▸ Your task:
Please arrange the records below as a two-column CSV with the columns "instruction" and "coordinates," one row per record, starting with the line containing "The component shall indicate one point per instance of the crowd" and going on through the end of the records. Put each field in quotation marks and replace any line breaks within it with spaces.

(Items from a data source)
######

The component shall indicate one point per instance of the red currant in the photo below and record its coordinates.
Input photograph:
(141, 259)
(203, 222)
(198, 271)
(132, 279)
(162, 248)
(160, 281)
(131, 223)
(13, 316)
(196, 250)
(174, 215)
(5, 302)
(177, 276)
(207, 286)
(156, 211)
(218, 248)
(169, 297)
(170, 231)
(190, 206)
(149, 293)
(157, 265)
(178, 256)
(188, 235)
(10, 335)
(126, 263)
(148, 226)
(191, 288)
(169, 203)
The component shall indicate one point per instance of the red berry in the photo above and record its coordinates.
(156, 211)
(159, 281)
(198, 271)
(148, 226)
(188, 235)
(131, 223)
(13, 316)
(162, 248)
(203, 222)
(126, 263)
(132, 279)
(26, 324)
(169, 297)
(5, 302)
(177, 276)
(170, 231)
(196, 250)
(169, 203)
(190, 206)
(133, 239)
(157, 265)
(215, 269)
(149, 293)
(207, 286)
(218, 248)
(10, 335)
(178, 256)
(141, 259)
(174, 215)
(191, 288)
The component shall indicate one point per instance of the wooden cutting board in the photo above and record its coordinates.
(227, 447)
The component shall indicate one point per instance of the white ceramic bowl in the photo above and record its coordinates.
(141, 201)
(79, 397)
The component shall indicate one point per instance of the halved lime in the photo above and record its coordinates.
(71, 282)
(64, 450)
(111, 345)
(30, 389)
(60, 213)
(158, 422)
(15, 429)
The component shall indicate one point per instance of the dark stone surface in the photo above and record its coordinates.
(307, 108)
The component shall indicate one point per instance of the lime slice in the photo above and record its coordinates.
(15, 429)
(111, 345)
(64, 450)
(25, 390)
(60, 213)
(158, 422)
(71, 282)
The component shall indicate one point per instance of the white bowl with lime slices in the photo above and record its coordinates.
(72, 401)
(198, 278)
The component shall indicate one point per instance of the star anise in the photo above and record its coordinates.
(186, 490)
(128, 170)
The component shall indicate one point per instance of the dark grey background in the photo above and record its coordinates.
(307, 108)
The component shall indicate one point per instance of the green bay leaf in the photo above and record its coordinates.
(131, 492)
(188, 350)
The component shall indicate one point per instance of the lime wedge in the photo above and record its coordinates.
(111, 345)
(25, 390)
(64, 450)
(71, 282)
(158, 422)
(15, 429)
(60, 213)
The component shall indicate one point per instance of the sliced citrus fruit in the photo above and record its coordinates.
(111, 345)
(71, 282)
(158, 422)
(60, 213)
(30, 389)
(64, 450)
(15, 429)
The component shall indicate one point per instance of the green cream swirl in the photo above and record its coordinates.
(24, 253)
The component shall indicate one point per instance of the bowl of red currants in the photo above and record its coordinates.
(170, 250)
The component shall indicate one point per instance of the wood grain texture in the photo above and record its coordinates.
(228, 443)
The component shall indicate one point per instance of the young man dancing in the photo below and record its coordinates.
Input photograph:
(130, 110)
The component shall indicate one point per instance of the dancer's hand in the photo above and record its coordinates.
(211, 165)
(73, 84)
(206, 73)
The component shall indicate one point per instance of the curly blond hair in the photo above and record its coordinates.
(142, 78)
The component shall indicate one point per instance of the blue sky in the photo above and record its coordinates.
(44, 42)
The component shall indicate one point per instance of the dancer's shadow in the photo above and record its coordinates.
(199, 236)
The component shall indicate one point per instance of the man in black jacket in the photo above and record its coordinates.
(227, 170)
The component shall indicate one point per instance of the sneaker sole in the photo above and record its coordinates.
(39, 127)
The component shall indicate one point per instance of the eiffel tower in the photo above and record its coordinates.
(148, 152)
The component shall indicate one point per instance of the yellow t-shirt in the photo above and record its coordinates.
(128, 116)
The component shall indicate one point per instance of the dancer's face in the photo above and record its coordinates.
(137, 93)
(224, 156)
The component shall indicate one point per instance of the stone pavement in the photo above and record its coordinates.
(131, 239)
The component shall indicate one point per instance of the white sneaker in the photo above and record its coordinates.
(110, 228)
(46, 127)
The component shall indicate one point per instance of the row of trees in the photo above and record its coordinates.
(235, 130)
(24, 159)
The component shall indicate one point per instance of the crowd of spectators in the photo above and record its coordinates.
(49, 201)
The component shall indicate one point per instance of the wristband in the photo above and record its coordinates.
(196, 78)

######

▸ Task response:
instruction,coordinates
"The component shall indicate one point per instance of the crowd of spectators in the photo above and record its coordinates.","(49, 201)"
"The component shall indicate one point per instance of the wristband in the photo above and record its coordinates.","(196, 78)"